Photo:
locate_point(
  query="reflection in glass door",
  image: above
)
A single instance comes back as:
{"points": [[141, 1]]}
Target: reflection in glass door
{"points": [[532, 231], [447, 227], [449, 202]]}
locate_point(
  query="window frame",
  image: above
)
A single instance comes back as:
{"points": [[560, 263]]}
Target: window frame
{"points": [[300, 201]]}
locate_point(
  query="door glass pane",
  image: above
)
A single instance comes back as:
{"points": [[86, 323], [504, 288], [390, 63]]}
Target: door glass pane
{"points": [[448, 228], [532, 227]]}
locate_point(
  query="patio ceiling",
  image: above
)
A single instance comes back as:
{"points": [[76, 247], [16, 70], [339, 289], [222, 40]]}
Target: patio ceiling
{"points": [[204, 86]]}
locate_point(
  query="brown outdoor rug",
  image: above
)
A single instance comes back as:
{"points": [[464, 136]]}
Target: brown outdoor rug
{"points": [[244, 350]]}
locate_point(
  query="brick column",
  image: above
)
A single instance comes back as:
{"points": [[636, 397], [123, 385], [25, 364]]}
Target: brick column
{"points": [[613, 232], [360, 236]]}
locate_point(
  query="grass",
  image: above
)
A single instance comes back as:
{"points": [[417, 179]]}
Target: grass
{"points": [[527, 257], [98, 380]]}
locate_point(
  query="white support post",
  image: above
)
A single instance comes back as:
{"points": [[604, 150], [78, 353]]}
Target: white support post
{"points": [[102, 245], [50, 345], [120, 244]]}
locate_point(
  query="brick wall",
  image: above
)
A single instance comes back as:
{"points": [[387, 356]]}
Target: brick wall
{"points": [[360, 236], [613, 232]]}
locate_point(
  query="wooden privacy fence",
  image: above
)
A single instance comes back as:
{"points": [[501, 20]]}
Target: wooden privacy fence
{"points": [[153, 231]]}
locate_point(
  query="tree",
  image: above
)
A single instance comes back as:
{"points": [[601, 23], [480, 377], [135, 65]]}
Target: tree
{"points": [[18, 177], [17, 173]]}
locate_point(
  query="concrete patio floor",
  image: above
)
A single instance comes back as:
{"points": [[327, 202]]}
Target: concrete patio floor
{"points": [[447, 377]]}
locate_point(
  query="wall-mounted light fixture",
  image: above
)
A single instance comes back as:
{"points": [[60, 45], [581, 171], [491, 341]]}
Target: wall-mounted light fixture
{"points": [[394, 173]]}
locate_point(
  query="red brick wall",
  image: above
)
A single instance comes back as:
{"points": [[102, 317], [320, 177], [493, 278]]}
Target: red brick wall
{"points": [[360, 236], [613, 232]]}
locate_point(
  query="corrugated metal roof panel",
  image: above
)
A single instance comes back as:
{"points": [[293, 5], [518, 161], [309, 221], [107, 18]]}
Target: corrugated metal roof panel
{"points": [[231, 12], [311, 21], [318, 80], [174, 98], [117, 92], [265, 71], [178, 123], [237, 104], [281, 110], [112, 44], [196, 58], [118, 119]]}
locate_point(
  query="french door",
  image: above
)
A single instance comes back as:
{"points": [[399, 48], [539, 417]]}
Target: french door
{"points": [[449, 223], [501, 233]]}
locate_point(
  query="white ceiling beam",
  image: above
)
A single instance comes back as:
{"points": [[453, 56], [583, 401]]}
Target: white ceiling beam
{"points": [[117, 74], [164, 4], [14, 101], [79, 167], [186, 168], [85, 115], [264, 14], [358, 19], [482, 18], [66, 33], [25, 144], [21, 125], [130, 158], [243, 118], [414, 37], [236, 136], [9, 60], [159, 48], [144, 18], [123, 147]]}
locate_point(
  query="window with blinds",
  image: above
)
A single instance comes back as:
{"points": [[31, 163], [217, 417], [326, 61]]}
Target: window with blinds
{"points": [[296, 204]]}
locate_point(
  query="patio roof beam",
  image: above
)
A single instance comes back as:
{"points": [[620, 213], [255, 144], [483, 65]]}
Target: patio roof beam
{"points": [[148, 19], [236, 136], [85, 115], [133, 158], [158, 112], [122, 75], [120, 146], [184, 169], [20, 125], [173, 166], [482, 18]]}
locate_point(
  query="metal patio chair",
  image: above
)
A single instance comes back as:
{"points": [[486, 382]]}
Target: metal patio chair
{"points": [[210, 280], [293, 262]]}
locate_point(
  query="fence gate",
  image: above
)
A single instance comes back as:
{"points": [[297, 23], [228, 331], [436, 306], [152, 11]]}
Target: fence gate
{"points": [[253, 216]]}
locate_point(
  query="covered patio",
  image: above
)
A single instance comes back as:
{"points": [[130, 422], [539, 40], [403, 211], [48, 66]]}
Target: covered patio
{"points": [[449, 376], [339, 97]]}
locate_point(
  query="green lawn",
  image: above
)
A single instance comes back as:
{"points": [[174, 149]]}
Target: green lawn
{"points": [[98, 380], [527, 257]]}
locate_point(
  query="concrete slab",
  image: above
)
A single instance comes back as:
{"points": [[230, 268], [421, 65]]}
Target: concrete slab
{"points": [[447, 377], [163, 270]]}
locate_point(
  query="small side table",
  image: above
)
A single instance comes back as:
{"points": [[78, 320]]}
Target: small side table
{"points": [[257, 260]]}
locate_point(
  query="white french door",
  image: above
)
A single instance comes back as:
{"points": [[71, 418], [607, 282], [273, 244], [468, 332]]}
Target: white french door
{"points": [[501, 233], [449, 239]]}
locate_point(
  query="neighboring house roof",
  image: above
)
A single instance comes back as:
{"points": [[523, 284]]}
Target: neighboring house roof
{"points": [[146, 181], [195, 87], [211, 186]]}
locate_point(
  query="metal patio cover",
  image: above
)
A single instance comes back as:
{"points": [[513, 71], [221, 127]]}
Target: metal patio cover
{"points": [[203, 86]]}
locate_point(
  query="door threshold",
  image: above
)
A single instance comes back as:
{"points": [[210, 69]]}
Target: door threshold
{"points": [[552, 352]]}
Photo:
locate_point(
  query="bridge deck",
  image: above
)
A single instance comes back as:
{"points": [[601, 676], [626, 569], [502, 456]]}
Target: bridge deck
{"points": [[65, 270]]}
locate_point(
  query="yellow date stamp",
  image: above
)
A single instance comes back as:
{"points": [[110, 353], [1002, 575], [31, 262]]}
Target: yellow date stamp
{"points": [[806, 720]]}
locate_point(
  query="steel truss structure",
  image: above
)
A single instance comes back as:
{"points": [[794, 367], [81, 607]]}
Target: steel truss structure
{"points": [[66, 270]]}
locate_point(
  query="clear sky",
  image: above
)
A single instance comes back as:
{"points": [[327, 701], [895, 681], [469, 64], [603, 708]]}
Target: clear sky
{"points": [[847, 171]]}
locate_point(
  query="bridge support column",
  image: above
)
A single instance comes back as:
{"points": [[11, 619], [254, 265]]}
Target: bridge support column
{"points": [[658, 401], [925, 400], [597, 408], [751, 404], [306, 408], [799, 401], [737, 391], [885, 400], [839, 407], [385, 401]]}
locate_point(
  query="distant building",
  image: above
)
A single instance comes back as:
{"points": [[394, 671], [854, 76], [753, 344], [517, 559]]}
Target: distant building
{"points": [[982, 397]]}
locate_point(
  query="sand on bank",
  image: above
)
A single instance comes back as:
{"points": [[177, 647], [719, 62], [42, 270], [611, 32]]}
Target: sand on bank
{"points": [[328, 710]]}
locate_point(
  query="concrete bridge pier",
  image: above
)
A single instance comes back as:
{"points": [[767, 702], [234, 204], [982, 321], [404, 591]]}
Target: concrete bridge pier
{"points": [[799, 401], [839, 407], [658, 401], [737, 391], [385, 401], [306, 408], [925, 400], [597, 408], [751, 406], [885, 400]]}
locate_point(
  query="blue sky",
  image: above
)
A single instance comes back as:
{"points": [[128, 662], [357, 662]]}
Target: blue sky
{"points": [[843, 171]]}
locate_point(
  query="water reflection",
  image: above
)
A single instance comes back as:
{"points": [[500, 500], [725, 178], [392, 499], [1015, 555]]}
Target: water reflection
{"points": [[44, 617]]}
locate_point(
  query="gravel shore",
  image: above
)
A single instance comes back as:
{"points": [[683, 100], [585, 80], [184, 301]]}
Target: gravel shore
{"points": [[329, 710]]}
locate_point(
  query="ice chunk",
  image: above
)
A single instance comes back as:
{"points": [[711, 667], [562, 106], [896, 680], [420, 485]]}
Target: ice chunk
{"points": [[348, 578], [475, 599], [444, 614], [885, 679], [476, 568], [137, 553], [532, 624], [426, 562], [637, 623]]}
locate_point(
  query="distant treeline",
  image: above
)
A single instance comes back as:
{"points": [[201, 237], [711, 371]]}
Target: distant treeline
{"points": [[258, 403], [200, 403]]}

**WHAT THE TASK ASKS**
Tally the lines in the items above that contain the string "date", and reply with only that number.

**THE ANSWER**
2